§ **What you need to do**
Write out the passage from the placenta interview below, from "Why did you" up to and including "the placenta signifies?", word for word.

§ **Extract to read**
------------------------

Why did you make the decision to preserve your placenta?
"I chose to preserve my placenta as way to make the fleeting journey when something living begins to decay permanent. I'm interested in the 'in-between' stages of our human experience: when life turns to death, night turns to day, a woman turns into a mother, and so on."

I read that during your pregnancy your placenta began to deplete, which can be very dangerous. How did you feel when you received that news?
"My initial reaction was one of relief, when I learned that it didn't expire on me totally and that my baby way okay. I was also in awe at the human body, and how complex it is."

What do you think the placenta signifies?
"For this work, the placenta is really a jumping-off point for an exploration of themes around time and mortality, fragility, and resilience. I believe it mirrors our journey as humans in that we come from nothing, have a limited time to do a job we're supposed to, and we then end up in some kind of trash bag."

There are many floral photographs on display as well. How do you explain the correlation between the placenta and the flower imagery
"When the placenta left my body, it was still doing its job, but it was reaching the end of its shelf life. I saw it as being in between life and death. When I started photographing the flowers, they were in that same stage. I would enjoy them in my home for a week and then take them to my studio to capture them when they had just started to turn and smell bad."
What is the strangest reaction you've received towards the exhibit?
"Most people are shocked by the fact that the placenta is real, and also by the size of it. I've been surprised by the sales inquiries I've had about the piece, as it's actually not for sale. I never imagined that anyone would want it. It's both flattering and surprising to me that people have expressed a desire to own [my placenta]."

------------------------

§ **Data lines**
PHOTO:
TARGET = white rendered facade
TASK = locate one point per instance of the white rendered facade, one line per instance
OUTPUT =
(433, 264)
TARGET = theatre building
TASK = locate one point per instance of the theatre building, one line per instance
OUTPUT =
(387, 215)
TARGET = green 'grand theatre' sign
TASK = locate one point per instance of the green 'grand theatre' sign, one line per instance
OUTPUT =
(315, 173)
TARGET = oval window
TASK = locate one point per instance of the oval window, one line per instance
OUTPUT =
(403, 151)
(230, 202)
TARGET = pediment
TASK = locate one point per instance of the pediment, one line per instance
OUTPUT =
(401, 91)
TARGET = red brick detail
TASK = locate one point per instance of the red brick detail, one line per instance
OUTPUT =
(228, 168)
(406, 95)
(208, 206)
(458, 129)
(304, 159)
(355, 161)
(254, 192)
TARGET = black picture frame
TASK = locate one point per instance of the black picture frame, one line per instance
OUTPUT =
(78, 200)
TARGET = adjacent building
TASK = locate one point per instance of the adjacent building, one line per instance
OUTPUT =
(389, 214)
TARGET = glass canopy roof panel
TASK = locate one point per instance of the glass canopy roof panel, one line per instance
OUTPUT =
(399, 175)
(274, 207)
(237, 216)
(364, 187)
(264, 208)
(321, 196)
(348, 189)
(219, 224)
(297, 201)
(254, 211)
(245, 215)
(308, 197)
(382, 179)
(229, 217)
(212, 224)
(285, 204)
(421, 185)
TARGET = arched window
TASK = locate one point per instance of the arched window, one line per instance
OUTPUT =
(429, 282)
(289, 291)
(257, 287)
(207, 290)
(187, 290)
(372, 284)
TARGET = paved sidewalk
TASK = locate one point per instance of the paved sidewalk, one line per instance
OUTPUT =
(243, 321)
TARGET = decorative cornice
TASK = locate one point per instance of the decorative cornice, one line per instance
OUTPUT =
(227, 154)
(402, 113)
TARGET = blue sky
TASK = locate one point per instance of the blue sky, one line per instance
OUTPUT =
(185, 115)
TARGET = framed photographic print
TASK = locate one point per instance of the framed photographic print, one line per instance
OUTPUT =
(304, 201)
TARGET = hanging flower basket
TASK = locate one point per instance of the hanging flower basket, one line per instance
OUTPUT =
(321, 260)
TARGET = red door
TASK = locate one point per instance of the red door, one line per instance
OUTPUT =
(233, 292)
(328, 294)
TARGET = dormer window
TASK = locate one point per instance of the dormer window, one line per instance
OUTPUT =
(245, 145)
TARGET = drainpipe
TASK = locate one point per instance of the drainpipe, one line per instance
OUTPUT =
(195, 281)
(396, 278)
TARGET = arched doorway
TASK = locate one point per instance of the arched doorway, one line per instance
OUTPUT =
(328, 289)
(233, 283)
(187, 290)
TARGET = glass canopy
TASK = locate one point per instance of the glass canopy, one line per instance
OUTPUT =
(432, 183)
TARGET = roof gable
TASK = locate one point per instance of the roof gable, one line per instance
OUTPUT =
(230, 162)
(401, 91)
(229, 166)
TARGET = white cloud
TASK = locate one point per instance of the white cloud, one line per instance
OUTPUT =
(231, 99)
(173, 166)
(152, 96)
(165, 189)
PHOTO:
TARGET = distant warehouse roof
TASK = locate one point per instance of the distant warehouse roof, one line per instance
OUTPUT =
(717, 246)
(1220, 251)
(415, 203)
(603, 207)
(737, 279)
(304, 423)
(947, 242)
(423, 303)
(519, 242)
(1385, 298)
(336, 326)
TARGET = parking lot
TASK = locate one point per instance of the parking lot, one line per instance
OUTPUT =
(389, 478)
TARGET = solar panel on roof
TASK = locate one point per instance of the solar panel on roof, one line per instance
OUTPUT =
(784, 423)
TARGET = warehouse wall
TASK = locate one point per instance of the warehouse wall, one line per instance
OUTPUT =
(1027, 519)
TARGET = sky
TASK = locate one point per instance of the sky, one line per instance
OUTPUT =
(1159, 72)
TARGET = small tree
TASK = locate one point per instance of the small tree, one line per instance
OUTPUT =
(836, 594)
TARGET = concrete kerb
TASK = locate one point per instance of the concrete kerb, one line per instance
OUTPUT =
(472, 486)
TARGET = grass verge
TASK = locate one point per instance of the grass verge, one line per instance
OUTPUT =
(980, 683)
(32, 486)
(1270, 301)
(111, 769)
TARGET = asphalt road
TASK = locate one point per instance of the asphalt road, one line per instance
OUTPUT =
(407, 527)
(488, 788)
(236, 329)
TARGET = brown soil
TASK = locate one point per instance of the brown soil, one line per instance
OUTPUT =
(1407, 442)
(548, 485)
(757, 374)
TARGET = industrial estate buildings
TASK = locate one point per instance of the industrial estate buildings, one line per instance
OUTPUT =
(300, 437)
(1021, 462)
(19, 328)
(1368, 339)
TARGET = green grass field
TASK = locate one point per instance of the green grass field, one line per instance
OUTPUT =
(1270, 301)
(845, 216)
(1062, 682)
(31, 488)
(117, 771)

------------------------

§ **Complete response**
Why did you make the decision to preserve your placenta?
"I chose to preserve my placenta as way to make the fleeting journey when something living begins to decay permanent. I'm interested in the 'in-between' stages of our human experience: when life turns to death, night turns to day, a woman turns into a mother, and so on."

I read that during your pregnancy your placenta began to deplete, which can be very dangerous. How did you feel when you received that news?
"My initial reaction was one of relief, when I learned that it didn't expire on me totally and that my baby way okay. I was also in awe at the human body, and how complex it is."

What do you think the placenta signifies?